◆ **SET EXERCISE**:
Starting with the line that contains "[locate] eyeglasses (one point each)", copy every line through the end of the data below, exactly and with nothing added.

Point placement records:

|---|

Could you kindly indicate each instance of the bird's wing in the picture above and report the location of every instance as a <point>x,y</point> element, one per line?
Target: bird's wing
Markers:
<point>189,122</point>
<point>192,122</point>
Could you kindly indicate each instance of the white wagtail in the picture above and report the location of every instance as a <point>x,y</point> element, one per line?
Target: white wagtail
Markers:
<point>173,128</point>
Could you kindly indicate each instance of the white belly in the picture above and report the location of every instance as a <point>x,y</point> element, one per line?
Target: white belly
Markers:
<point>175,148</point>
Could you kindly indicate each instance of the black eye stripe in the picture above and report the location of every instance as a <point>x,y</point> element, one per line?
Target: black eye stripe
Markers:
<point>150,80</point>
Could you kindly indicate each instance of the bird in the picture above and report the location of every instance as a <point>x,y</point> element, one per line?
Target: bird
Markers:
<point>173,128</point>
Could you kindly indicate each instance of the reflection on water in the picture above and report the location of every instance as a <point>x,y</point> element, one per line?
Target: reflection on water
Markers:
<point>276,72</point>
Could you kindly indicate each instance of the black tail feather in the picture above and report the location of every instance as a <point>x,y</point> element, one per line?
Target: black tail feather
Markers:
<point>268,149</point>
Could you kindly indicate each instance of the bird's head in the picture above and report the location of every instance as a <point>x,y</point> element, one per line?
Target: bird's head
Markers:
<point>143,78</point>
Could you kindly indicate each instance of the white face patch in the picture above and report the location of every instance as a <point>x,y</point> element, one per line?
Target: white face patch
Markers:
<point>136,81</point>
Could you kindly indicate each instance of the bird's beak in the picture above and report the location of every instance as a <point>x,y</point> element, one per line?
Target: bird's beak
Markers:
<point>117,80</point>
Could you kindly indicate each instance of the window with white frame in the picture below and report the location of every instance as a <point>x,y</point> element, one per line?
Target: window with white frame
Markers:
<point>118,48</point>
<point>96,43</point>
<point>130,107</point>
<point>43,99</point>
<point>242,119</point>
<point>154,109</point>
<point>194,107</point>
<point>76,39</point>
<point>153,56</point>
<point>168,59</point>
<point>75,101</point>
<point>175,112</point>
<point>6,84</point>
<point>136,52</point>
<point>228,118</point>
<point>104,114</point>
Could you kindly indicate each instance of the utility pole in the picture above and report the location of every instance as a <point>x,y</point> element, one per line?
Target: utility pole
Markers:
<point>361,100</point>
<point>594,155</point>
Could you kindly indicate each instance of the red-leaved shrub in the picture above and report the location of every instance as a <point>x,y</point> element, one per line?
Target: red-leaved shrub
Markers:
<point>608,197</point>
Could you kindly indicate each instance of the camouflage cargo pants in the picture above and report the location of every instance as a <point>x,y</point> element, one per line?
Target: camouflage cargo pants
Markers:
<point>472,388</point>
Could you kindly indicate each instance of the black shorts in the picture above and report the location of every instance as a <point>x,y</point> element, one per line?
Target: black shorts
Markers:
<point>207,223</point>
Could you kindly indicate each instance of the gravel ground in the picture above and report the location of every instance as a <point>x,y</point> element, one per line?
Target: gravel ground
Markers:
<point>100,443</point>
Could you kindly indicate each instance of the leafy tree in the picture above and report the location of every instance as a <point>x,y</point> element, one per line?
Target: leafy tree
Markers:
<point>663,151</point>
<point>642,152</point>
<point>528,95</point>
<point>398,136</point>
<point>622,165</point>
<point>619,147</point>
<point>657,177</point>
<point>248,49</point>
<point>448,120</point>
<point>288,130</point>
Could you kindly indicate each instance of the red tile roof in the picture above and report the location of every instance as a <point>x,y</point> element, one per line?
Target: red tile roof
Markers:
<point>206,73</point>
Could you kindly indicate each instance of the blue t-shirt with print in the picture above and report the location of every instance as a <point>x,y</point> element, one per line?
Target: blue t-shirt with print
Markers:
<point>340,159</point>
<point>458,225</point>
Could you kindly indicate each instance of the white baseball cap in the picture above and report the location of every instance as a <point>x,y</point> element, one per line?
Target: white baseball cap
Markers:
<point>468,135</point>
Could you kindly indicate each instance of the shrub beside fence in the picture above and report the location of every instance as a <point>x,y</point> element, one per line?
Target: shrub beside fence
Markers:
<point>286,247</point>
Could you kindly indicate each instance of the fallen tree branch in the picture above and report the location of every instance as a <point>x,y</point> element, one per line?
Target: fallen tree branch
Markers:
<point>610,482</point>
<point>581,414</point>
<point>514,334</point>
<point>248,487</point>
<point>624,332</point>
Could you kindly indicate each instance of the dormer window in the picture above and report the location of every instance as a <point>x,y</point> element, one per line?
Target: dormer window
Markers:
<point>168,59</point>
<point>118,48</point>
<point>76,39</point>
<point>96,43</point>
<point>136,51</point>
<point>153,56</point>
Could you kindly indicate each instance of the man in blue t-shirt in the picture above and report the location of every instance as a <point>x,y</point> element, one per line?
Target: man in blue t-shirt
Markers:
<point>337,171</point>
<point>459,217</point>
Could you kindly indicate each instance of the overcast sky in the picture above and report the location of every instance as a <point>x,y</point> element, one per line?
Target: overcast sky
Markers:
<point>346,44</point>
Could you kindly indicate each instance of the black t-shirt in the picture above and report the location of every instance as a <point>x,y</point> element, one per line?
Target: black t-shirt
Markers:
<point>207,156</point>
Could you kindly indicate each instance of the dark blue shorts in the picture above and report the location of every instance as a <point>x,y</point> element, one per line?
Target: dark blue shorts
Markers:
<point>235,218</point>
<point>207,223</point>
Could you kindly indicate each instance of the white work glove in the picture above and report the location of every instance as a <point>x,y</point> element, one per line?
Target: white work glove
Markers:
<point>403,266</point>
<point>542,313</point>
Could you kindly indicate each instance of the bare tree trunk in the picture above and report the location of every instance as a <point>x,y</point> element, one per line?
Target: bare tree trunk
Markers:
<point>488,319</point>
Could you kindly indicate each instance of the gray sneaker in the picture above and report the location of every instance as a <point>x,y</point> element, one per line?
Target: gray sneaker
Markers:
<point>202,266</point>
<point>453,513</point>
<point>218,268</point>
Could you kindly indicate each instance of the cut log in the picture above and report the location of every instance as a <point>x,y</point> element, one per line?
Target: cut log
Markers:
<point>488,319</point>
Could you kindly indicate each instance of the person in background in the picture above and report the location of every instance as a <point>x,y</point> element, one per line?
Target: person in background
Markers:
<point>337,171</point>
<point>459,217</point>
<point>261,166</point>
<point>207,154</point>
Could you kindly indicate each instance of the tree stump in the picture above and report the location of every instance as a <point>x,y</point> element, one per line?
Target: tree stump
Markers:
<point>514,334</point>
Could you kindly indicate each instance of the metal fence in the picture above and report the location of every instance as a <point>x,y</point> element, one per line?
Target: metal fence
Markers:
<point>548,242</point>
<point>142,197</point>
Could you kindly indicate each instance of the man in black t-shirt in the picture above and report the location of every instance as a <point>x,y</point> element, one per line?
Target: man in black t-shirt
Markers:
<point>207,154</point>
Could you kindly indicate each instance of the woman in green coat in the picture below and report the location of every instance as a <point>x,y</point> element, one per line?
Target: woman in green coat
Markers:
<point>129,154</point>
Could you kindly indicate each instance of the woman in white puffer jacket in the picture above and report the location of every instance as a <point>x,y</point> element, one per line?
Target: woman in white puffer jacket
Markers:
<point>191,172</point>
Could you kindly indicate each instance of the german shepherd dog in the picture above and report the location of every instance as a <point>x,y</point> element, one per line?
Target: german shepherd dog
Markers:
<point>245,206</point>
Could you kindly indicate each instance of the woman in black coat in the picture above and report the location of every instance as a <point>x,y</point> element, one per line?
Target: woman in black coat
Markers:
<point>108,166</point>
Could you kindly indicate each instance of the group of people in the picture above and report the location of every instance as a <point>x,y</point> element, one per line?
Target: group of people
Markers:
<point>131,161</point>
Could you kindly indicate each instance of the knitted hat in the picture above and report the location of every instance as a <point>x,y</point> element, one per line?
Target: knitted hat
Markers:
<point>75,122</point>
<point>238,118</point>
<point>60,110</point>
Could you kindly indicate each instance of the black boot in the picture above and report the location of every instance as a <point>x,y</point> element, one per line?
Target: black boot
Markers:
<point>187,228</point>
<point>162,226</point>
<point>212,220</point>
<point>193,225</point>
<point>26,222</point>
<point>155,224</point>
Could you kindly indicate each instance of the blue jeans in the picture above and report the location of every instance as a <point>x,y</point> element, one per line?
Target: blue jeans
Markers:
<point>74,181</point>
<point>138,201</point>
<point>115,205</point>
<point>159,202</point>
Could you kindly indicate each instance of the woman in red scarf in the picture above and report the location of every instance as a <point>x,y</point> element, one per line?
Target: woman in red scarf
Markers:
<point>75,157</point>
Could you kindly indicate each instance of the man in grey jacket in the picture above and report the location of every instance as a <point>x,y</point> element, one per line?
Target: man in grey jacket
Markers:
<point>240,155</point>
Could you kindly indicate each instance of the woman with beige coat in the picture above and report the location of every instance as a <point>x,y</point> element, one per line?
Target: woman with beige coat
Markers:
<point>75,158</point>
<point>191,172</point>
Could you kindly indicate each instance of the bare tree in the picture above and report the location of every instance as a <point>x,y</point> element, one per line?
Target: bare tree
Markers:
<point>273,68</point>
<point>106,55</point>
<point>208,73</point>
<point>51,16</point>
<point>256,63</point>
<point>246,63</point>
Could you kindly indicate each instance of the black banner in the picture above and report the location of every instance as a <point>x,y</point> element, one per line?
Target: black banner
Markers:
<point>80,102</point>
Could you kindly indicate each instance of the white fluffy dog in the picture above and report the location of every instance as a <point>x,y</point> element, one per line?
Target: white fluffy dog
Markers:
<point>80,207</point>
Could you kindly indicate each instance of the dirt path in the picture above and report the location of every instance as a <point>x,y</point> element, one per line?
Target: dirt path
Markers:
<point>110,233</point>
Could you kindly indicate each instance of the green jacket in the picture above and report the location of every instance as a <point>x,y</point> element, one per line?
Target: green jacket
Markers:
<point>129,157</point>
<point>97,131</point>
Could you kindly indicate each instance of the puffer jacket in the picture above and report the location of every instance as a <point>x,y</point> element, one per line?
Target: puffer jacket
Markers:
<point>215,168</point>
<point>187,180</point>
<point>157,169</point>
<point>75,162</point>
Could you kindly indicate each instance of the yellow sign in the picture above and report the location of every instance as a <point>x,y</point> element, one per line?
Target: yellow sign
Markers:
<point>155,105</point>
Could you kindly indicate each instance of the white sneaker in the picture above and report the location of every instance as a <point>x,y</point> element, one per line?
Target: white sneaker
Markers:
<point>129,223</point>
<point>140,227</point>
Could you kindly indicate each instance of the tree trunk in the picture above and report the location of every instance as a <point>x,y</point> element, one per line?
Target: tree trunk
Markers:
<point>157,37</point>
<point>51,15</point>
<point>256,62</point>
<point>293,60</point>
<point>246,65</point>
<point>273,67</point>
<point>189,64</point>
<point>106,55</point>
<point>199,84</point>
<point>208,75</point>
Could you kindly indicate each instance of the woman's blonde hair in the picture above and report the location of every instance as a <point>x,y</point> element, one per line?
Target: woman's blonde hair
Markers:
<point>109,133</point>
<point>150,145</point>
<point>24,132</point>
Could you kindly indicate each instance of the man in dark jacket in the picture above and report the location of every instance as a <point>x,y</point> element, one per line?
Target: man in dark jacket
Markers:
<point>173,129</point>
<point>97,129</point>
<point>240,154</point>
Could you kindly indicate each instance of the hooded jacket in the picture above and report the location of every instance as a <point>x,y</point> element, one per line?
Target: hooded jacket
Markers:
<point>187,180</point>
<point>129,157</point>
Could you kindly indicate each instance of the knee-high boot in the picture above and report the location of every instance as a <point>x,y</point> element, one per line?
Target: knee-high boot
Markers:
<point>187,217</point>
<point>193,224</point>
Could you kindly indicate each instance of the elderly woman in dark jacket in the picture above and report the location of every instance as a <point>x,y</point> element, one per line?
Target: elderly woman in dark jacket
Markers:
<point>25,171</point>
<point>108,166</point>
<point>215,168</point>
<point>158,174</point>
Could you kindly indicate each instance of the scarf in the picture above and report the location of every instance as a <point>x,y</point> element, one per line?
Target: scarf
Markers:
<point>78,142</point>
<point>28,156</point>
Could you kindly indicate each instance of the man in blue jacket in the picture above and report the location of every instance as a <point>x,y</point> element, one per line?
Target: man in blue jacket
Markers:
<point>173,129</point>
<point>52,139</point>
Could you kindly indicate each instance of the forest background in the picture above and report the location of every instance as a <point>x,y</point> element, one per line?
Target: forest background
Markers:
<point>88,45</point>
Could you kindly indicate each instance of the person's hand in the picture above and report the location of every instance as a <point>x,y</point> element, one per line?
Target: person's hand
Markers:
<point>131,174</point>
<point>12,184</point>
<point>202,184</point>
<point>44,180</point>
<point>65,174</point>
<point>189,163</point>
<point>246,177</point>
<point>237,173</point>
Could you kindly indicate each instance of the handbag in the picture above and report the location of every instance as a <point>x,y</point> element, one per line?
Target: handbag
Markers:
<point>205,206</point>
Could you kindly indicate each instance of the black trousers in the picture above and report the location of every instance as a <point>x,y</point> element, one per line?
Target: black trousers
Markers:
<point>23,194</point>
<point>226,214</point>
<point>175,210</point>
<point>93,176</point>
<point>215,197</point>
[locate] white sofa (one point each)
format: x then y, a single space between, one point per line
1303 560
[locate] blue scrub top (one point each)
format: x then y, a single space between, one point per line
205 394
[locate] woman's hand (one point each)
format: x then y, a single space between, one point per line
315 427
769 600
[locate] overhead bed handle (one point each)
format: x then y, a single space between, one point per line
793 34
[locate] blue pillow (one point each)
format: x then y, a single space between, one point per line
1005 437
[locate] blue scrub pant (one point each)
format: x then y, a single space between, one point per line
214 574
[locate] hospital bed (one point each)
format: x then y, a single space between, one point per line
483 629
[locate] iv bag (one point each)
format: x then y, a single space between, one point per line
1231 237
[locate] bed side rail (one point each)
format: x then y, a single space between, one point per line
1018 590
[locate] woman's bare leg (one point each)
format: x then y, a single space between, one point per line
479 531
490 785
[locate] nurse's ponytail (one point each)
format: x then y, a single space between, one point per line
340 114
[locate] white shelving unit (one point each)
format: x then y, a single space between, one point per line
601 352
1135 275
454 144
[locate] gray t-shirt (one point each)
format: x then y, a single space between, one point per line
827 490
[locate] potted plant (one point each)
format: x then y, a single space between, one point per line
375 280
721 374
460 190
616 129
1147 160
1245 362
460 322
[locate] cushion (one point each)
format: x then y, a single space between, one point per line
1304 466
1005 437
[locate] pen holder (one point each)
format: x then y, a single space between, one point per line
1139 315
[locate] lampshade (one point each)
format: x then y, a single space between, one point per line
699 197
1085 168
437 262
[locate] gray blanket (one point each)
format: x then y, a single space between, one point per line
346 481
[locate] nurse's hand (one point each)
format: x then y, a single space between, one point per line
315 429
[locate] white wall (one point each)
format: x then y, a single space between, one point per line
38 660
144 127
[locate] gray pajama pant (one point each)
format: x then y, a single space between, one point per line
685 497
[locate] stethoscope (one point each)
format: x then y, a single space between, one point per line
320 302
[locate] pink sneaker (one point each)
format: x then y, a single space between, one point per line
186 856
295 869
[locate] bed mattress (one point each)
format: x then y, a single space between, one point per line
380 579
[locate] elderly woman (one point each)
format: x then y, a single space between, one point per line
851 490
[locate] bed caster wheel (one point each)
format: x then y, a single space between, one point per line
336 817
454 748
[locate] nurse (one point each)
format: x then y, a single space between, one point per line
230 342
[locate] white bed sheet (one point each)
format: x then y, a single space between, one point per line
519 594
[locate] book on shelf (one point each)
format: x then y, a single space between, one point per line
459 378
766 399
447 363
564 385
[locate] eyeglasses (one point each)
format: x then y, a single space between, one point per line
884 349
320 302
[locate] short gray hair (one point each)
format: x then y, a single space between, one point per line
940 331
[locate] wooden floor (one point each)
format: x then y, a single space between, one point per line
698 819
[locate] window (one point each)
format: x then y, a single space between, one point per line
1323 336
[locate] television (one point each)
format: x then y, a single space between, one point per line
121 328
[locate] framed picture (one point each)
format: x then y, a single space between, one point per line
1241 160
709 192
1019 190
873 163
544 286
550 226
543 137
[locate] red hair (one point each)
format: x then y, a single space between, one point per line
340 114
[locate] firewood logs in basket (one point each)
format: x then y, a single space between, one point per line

|---|

◆ **RESULT**:
[locate] eyeglasses (one point each)
format: x then y, a single space between, one point per line
884 349
320 302
[locate] short gray hair (one point each)
format: x then y, a single space between, one point per line
940 331
[locate] wooden floor (one point each)
format: x then y, a single space between, one point per line
698 819
[locate] window (one point each)
format: x then y, a single space between, one point per line
1323 336
[locate] television (one point each)
format: x then y, a single space between, one point per line
121 328
[locate] framed picture (one point each)
format: x then y, a single space between, one point per line
1241 160
709 192
1019 190
873 163
544 286
550 226
543 137
[locate] red hair (one point each)
format: x then y, a single space between, one point per line
340 114
[locate] firewood logs in basket (one point each)
format: x then y, a single space between, one point per line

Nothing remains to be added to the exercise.